Buenos días. Les comento algunas noticias que pueden leer hoy en la diaria.
La secretaria de Derechos Humanos de Presidencia, Rosario Pérez, salió a poner la cara el lunes por un relato estrafalario sobre los motivos del golpe de Estado de 1973. No sólo reiteró la tesis derechista que señala a los grupos armados de izquierda como causantes de la dictadura, sino que acusó también al movimiento sindical, claro protagonista de la resistencia y de la recuperación de la democracia.
Pérez dijo que tanto los “ataques sorpresivos, secuestros [y] robos” de la guerrilla como las huelgas y paros habían “horadado muchos de los derechos de la población” (junto con presuntos “saqueos”, que no se sabe a quién quiso atribuir), “generando miedo y frustración”, y que “el golpe de Estado fue una consecuencia de ese deterioro”.
Los hechos históricos no cambian, pero su evocación varía mucho. Hay interpretaciones políticas interesadas, y hasta las visiones del futuro reconfiguran el pasado. Esto afecta la formación ciudadana y, por lo tanto, también la calidad de la convivencia y las decisiones en democracia.

■ Pasos a seguir ■
1. Di si cada afirmación coincide con la fuente, contestando sí o no y citando textualmente las palabras de la fuente que lo deciden: (a) Rosario Pérez es secretaria de Derechos Humanos de Presidencia. (b) Pérez culpó del golpe de Estado solamente a los grupos armados de izquierda. (c) La fuente sostiene que los hechos históricos cambian con el tiempo.
2. Pasa a una lista breve el párrafo de la fuente que empieza con "Los hechos históricos no cambian", sin perder sus datos principales.
3. Transcribe sin cambios el tramo de la fuente que va desde "Los hechos históricos" hasta "decisiones en democracia.".
Los registros provienen de otra fuente distinta.

■ Datos aportados ■

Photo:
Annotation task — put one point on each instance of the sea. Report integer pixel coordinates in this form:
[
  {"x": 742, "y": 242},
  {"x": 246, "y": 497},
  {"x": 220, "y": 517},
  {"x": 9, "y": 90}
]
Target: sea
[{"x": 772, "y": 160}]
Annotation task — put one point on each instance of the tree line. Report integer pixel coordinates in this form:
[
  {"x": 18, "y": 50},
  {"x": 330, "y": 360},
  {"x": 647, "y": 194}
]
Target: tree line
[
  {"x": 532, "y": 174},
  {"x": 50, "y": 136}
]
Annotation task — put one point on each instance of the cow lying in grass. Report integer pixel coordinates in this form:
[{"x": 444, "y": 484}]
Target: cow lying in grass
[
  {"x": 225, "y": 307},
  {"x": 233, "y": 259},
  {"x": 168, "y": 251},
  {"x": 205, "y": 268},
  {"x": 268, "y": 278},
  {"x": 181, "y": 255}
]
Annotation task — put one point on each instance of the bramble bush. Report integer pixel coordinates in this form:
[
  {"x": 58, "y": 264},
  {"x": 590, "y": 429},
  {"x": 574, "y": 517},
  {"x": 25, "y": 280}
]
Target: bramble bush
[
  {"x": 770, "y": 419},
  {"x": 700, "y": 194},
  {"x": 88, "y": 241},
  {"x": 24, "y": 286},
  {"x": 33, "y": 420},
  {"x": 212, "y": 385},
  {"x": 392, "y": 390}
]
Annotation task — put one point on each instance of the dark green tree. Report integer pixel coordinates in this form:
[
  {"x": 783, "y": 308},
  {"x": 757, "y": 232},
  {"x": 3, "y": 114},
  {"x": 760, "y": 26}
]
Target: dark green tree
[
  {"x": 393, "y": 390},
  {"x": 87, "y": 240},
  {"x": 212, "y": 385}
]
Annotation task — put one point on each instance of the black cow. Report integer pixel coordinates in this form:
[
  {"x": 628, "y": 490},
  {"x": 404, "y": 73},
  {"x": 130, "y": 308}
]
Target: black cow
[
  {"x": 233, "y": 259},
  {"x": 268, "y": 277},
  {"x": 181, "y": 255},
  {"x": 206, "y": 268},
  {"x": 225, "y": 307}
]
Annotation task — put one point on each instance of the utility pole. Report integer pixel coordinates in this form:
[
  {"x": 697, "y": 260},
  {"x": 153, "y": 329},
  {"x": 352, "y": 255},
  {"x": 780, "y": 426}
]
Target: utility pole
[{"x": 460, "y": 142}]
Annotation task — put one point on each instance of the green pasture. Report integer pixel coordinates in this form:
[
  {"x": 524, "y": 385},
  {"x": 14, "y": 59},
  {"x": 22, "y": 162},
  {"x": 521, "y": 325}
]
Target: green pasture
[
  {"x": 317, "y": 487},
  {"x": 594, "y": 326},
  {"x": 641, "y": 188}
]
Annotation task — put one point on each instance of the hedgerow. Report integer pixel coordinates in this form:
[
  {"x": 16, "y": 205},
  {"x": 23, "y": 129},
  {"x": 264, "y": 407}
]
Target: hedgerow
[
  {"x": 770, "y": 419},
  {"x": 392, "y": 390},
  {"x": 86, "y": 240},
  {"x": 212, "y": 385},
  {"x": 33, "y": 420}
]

---

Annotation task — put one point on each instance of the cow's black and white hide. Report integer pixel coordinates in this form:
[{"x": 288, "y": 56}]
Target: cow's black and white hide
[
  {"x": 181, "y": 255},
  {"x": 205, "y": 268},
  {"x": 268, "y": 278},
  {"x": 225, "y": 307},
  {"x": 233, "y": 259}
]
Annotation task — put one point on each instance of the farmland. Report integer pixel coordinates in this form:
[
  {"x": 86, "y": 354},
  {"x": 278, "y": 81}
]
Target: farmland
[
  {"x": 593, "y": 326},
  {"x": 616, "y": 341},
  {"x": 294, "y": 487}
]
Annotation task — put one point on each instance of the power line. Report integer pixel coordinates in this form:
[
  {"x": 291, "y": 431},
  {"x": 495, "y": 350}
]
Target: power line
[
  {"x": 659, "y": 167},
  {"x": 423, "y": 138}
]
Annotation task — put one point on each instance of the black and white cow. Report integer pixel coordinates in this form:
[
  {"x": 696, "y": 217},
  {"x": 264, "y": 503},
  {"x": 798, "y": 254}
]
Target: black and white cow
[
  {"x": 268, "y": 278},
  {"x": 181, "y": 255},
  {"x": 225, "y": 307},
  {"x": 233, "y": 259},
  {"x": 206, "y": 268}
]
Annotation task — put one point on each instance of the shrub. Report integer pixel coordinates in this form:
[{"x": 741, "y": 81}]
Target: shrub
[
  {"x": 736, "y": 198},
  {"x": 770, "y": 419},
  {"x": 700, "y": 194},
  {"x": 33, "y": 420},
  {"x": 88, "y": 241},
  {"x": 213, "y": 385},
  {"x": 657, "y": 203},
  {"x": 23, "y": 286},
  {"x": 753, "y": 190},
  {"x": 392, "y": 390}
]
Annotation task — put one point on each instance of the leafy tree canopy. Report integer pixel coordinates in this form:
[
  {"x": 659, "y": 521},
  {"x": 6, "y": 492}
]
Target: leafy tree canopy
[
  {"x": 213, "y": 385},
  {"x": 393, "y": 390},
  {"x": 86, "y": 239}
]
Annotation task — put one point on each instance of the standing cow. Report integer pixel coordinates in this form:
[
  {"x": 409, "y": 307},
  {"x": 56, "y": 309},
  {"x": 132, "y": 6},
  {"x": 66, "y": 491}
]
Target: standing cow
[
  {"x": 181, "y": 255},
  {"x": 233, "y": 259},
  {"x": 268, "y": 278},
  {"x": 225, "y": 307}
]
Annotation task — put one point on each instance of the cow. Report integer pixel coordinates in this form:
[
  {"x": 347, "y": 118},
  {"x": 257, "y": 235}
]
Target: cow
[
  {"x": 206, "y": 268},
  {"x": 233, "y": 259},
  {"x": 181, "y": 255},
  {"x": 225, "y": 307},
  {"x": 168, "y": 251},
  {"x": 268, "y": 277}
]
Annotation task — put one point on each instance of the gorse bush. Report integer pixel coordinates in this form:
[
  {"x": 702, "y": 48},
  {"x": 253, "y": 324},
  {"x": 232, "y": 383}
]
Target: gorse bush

==

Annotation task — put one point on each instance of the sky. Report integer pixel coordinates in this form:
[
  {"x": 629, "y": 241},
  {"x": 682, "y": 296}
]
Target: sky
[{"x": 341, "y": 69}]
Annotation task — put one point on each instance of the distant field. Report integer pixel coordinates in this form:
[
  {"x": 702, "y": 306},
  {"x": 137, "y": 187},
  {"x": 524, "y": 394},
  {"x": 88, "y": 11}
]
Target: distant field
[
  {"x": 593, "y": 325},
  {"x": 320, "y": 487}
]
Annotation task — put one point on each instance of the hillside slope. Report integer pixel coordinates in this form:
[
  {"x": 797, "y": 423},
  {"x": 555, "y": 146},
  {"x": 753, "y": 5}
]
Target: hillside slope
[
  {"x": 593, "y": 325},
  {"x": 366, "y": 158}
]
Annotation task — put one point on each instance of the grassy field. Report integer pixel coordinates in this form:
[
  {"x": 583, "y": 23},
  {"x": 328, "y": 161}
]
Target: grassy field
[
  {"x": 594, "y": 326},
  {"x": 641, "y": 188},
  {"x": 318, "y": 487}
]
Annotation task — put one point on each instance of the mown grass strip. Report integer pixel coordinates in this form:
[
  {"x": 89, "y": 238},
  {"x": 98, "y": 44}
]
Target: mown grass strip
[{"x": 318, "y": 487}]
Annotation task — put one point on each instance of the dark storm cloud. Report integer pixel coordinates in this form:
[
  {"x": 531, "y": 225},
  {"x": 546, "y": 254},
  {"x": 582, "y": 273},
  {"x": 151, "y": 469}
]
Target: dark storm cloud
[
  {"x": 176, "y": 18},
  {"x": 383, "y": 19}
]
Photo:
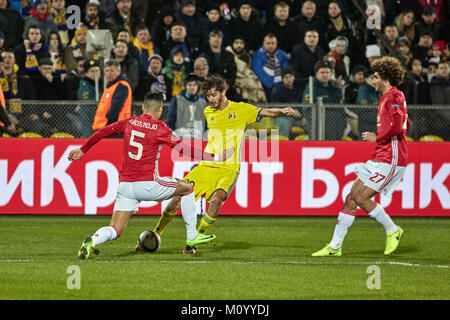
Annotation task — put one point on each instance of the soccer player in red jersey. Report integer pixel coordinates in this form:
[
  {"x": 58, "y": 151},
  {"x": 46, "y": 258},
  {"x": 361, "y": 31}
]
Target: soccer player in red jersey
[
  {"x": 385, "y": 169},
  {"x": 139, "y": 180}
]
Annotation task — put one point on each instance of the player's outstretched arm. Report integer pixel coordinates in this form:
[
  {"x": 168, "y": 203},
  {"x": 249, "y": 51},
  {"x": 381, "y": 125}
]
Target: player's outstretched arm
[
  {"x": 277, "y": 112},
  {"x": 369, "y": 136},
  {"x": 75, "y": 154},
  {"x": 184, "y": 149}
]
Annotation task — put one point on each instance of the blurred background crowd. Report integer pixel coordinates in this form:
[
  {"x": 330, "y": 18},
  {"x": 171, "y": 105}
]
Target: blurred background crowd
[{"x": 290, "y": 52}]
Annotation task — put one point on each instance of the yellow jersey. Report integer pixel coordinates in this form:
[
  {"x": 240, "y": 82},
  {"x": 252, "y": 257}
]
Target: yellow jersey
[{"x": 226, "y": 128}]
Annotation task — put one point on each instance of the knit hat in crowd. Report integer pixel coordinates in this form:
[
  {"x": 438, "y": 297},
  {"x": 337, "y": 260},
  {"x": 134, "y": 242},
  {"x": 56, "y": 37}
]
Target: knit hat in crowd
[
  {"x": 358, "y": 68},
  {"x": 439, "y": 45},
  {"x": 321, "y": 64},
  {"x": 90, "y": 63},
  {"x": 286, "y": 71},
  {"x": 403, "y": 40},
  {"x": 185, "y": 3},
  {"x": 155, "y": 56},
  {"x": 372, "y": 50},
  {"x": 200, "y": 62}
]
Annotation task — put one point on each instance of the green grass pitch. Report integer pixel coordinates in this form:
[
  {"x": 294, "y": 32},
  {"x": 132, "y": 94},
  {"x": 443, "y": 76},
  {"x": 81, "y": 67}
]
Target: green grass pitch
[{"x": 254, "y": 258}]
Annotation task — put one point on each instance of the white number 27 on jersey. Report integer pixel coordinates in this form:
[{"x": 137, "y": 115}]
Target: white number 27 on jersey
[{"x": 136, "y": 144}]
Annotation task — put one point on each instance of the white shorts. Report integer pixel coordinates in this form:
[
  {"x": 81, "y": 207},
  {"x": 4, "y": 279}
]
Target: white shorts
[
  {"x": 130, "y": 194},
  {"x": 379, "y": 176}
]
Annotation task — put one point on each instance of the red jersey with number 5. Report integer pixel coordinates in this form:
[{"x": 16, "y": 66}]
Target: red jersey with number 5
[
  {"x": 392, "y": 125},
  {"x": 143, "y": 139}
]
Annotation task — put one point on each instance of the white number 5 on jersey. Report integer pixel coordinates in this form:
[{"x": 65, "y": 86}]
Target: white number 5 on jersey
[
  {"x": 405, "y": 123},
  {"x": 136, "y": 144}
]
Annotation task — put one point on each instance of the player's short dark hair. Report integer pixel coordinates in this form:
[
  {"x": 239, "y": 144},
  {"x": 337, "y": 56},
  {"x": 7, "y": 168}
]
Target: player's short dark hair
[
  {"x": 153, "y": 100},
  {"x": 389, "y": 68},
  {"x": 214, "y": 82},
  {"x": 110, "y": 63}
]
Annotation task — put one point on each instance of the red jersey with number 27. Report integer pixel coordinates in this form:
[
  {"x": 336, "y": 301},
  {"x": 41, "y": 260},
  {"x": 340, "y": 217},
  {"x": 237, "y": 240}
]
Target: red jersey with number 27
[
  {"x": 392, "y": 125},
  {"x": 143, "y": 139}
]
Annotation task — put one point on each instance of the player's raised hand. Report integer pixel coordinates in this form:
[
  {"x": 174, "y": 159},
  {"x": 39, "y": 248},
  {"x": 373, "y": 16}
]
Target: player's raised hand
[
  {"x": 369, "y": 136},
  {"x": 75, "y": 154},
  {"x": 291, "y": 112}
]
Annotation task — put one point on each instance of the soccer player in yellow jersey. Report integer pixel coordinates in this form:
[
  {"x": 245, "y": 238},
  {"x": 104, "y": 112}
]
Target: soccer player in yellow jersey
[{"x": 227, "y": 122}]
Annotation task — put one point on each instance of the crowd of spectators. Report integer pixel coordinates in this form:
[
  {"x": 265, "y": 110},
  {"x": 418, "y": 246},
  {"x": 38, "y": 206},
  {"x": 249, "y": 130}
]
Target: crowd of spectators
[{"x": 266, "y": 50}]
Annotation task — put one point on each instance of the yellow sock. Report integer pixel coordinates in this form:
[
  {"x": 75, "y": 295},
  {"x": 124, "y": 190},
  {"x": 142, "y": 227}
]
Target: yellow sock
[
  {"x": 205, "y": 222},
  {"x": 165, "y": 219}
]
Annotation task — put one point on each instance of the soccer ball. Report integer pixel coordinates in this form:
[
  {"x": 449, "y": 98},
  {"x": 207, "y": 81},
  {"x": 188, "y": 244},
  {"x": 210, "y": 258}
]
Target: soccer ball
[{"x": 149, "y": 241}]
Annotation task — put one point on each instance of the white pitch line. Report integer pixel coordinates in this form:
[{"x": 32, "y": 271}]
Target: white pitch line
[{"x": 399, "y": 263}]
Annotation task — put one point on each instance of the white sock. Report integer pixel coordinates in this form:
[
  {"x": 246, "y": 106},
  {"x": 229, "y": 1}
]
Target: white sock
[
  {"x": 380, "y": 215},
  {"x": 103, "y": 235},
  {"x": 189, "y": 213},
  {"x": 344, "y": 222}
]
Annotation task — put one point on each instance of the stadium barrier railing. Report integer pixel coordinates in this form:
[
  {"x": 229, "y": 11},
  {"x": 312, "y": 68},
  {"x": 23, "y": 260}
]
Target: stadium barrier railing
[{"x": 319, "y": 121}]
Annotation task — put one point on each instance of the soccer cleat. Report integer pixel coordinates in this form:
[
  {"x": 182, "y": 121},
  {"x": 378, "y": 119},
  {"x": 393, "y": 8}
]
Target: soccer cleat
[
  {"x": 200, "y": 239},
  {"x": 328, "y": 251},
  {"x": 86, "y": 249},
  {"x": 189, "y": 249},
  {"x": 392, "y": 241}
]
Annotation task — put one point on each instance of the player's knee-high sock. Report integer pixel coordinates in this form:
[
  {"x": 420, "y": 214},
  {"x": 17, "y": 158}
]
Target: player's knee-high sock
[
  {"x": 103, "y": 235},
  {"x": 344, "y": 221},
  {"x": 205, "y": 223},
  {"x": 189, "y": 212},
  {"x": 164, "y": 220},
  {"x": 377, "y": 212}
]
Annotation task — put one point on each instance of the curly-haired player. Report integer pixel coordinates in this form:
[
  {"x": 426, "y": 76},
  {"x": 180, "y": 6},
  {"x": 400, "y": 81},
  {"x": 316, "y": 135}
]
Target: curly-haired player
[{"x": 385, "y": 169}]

■ Respuestas ■
1.
(a) Sí: "La secretaria de Derechos Humanos de Presidencia, Rosario Pérez".
(b) No: "sino que acusó también al movimiento sindical".
(c) No: "Los hechos históricos no cambian".

2.
- Los hechos históricos no cambian, pero la forma de recordarlos varía mucho.
- Hay interpretaciones políticas interesadas, y las visiones del futuro reconfiguran el pasado.
- Esto afecta la formación ciudadana y, con ello, la calidad de la convivencia y de las decisiones en democracia.

3.
Los hechos históricos no cambian, pero su evocación varía mucho. Hay interpretaciones políticas interesadas, y hasta las visiones del futuro reconfiguran el pasado. Esto afecta la formación ciudadana y, por lo tanto, también la calidad de la convivencia y las decisiones en democracia.